EXCERPTED TEXT –
+---+
Foreman Libvirt Compute Resource - volume based storage pools supported or not?

Problem:
I’m looking at moving some kvm hypervisors provisioning process move away from directory based storage pools to logical volume or pool based storage pools managed by libvirt.
I decided to test this in my home lab never having used this configuration before.

I setup a hypervisor on Rocky 10, and created two storage volumes made up of different disk devices to understand performance and configuration options (specifically volume block size and file system block size performance)
+---+
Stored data
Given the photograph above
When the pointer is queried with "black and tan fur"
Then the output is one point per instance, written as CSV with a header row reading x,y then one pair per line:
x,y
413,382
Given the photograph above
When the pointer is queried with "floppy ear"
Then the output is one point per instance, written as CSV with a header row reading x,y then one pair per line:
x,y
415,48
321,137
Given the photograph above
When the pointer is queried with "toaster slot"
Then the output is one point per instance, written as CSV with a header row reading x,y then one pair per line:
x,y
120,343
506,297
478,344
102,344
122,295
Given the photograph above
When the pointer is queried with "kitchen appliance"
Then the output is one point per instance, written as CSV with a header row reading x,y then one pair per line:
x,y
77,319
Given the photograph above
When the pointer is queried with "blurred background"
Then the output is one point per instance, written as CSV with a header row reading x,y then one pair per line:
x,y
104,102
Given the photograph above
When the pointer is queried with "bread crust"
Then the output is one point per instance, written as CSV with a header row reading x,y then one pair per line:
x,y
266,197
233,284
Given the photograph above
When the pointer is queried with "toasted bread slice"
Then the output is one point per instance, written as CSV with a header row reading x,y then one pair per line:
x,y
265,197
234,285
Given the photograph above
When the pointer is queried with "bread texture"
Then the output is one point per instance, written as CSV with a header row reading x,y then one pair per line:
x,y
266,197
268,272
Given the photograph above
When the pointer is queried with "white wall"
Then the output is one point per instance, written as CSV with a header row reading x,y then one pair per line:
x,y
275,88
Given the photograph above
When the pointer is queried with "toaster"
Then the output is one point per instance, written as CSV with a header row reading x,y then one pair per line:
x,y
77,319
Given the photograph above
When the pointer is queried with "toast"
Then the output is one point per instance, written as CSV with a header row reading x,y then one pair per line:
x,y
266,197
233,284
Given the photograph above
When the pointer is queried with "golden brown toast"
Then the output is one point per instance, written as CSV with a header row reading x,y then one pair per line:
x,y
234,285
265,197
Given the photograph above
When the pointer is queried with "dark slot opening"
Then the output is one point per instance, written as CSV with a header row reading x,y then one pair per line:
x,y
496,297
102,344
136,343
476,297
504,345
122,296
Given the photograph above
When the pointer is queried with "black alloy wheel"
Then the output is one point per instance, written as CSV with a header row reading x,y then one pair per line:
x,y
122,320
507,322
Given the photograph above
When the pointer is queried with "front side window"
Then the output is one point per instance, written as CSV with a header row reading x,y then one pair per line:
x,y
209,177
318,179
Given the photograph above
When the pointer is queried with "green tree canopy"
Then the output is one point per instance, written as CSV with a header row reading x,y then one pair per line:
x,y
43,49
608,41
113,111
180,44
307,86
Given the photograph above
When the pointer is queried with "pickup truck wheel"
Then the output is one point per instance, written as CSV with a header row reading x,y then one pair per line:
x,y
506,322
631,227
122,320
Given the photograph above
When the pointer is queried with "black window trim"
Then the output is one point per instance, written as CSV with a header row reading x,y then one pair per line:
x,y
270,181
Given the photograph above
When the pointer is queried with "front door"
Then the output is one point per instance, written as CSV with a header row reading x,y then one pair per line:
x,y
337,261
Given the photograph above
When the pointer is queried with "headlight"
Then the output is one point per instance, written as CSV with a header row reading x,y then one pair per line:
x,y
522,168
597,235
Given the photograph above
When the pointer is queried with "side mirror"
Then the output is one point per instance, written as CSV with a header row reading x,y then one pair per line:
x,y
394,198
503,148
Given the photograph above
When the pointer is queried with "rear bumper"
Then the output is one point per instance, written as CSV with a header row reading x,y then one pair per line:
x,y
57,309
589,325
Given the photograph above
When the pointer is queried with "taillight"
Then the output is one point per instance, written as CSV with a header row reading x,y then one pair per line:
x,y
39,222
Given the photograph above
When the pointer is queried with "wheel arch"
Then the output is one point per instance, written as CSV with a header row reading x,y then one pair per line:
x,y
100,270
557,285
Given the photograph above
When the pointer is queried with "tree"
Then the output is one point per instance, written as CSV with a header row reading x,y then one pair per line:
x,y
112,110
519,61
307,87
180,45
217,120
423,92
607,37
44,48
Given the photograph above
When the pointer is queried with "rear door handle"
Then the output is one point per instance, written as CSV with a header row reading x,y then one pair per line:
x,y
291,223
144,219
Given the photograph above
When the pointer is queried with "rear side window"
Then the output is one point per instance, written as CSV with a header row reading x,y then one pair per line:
+---+
REQUIRED WORK –
(a) From the post about libvirt storage pools in Foreman, copy word for word the passage that begins with "Foreman Libvirt Compute" and ends with "block size performance)".
(b) Continue the post about libvirt storage pools in Foreman, starting right after its last sentence.

TASK ANSWERS –
(a)
Foreman Libvirt Compute Resource - volume based storage pools supported or not?

Problem:
I’m looking at moving some kvm hypervisors provisioning process move away from directory based storage pools to logical volume or pool based storage pools managed by libvirt.
I decided to test this in my home lab never having used this configuration before.

I setup a hypervisor on Rocky 10, and created two storage volumes made up of different disk devices to understand performance and configuration options (specifically volume block size and file system block size performance)

(b)
the two logical volumes and their libvirt storage pool definition look like this

<pool type='logical'>
 <name>vgnvme</name>
 <uuid>8fcdd132-b356-4044-93b0-681f44a8fa3c</uuid>
 <capacity unit='bytes'>0</capacity>
 <allocation unit='bytes'>0</allocation>
 <available unit='bytes'>0</available>
 <source>
   <name>vgnvme</name>
   <format type='lvm2'/>
 </source>
 <target>
   <path>/dev/vgnvme</path>
 </target>
</pool>

and

<pool type='logical'>
  <name>vgstripe</name>
  <uuid>61329409-de04-48f2-bed8-035ad72ecfae</uuid>
  <capacity unit='bytes'>0</capacity>
  <allocation unit='bytes'>0</allocation>
  <available unit='bytes'>0</available>
  <source>
    <name>vgstripe</name>
    <format type='lvm2'/>
  </source>
  <target>
    <path>/dev/vgstripe</path>
  </target>
</pool>

These pools appear on the libvirt hypervisor and active

 Name       State    Autostart
--------------------------------
 vgnvme     active   yes
 vgstripe   active   yes

Verifying the libvirt compute resource is reachable using the ‘test’ option in the foreman interface I am able to begin provisioning a host on this hypervisor.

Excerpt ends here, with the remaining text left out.